**Work to complete**:
Retype the following items line for line without changing anything, but leave the pictures out of your answer.

**Task inputs**:
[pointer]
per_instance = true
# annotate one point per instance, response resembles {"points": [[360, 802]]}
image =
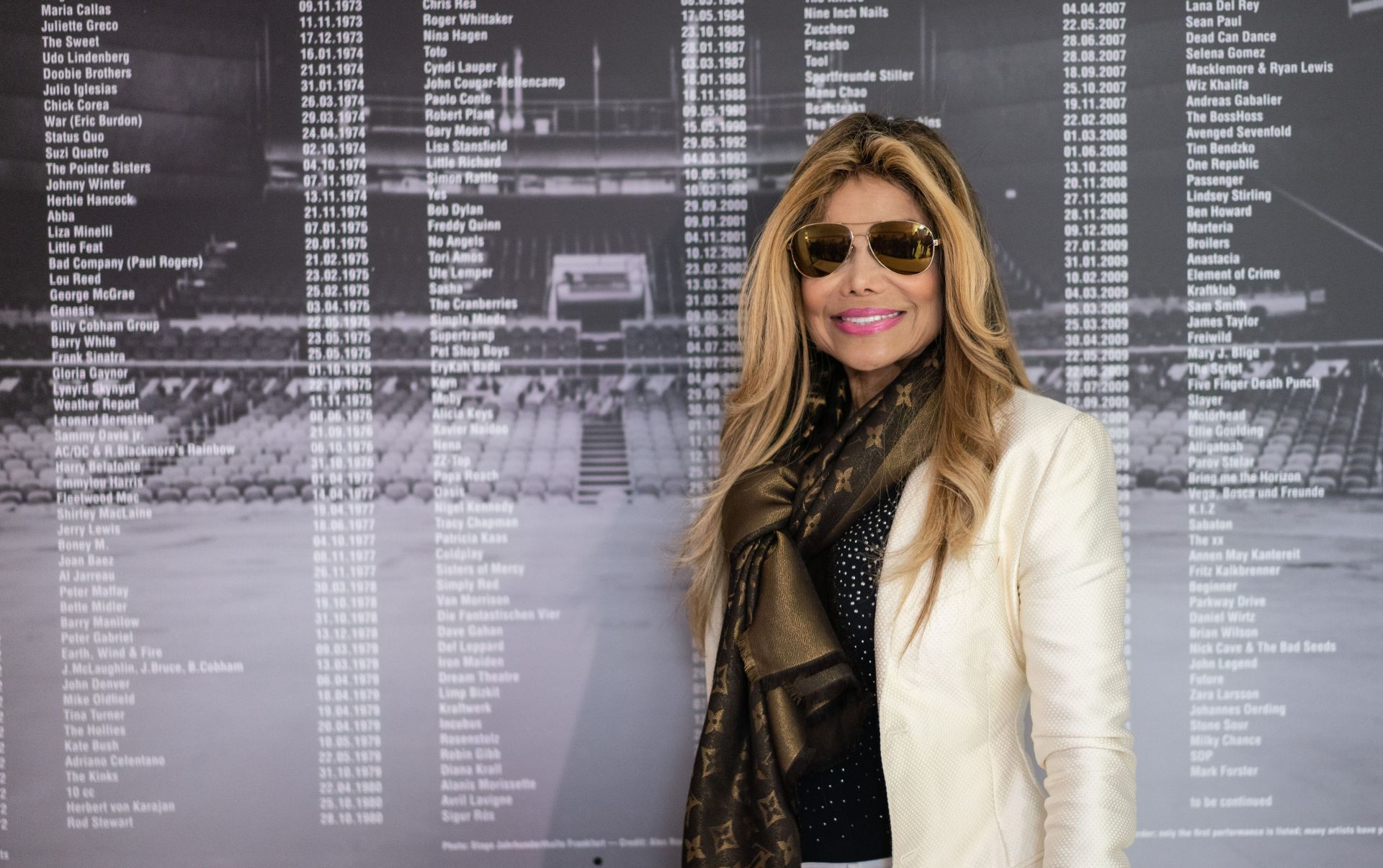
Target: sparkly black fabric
{"points": [[843, 809]]}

**Solution for this exercise**:
[pointer]
per_instance = true
# annotate one point per instance, response resembles {"points": [[360, 802]]}
image =
Target: sparkly black fabric
{"points": [[843, 809]]}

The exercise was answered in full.